--- EXERCISE MATERIAL ---
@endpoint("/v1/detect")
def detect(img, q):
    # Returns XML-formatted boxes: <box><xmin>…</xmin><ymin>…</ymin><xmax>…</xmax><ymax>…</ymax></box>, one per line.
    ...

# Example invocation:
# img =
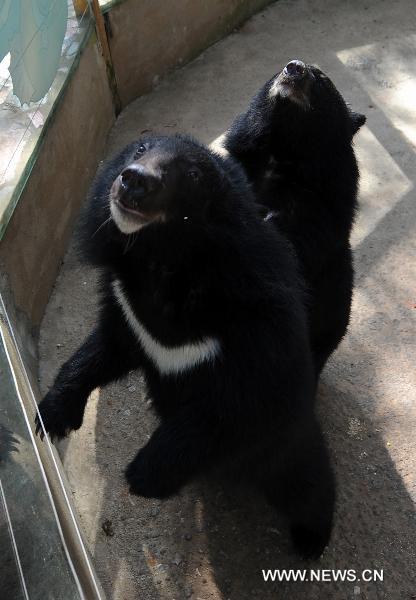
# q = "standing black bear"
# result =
<box><xmin>222</xmin><ymin>60</ymin><xmax>365</xmax><ymax>376</ymax></box>
<box><xmin>37</xmin><ymin>136</ymin><xmax>334</xmax><ymax>556</ymax></box>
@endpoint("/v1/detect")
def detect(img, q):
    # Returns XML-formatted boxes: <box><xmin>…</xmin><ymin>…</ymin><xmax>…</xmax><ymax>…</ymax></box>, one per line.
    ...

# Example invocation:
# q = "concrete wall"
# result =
<box><xmin>107</xmin><ymin>0</ymin><xmax>270</xmax><ymax>106</ymax></box>
<box><xmin>0</xmin><ymin>36</ymin><xmax>114</xmax><ymax>362</ymax></box>
<box><xmin>0</xmin><ymin>0</ymin><xmax>270</xmax><ymax>366</ymax></box>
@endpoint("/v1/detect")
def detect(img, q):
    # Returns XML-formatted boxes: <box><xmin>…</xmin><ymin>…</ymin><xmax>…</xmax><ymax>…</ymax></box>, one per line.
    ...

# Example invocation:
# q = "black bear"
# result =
<box><xmin>222</xmin><ymin>60</ymin><xmax>365</xmax><ymax>376</ymax></box>
<box><xmin>37</xmin><ymin>136</ymin><xmax>334</xmax><ymax>556</ymax></box>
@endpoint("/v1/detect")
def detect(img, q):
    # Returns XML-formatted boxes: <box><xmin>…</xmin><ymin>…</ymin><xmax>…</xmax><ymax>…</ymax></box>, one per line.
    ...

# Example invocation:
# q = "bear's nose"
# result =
<box><xmin>120</xmin><ymin>165</ymin><xmax>158</xmax><ymax>196</ymax></box>
<box><xmin>284</xmin><ymin>60</ymin><xmax>306</xmax><ymax>79</ymax></box>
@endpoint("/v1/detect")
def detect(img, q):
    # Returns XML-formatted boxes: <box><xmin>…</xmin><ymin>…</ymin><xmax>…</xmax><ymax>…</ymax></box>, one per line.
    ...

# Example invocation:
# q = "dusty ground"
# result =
<box><xmin>40</xmin><ymin>0</ymin><xmax>416</xmax><ymax>600</ymax></box>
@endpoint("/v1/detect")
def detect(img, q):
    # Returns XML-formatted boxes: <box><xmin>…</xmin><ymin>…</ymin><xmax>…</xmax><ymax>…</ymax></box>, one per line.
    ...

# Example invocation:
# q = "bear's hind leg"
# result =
<box><xmin>262</xmin><ymin>423</ymin><xmax>335</xmax><ymax>559</ymax></box>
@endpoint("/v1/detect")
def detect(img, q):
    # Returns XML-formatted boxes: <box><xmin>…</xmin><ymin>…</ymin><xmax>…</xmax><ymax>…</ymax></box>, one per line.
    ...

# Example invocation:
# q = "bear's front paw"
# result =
<box><xmin>35</xmin><ymin>390</ymin><xmax>84</xmax><ymax>440</ymax></box>
<box><xmin>125</xmin><ymin>450</ymin><xmax>180</xmax><ymax>498</ymax></box>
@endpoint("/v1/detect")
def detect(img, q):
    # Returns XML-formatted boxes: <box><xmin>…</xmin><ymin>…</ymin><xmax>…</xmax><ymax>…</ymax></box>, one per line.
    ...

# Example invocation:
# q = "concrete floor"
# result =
<box><xmin>40</xmin><ymin>0</ymin><xmax>416</xmax><ymax>600</ymax></box>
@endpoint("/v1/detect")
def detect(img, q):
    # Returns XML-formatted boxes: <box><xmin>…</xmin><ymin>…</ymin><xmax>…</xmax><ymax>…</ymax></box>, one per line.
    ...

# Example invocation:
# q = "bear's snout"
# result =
<box><xmin>120</xmin><ymin>165</ymin><xmax>161</xmax><ymax>209</ymax></box>
<box><xmin>283</xmin><ymin>60</ymin><xmax>306</xmax><ymax>79</ymax></box>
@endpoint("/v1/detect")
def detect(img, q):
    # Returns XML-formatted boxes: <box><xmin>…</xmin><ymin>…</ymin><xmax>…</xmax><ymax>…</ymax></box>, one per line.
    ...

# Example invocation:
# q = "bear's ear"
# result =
<box><xmin>350</xmin><ymin>110</ymin><xmax>367</xmax><ymax>135</ymax></box>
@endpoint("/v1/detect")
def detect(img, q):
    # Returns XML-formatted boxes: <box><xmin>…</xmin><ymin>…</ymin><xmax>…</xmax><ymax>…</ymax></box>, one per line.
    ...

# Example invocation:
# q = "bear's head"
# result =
<box><xmin>109</xmin><ymin>135</ymin><xmax>226</xmax><ymax>234</ymax></box>
<box><xmin>79</xmin><ymin>135</ymin><xmax>255</xmax><ymax>266</ymax></box>
<box><xmin>268</xmin><ymin>60</ymin><xmax>366</xmax><ymax>151</ymax></box>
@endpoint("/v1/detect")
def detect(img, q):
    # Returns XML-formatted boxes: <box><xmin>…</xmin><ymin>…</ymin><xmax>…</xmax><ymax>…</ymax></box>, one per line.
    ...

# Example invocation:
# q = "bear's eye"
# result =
<box><xmin>134</xmin><ymin>144</ymin><xmax>146</xmax><ymax>158</ymax></box>
<box><xmin>188</xmin><ymin>169</ymin><xmax>200</xmax><ymax>181</ymax></box>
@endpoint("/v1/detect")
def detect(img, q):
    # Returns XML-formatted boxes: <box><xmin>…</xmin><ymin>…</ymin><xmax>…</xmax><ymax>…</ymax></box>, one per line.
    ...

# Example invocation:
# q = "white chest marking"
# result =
<box><xmin>113</xmin><ymin>279</ymin><xmax>221</xmax><ymax>375</ymax></box>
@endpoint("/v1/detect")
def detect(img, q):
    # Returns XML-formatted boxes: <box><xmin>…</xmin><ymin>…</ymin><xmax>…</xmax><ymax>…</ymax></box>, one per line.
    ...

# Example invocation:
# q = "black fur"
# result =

--- STATED TASK ---
Count the lines in the records above that contain the string "black", treating uppercase and lowercase as different, and reply with only that number.

--- RESPONSE FOR THIS EXERCISE ---
3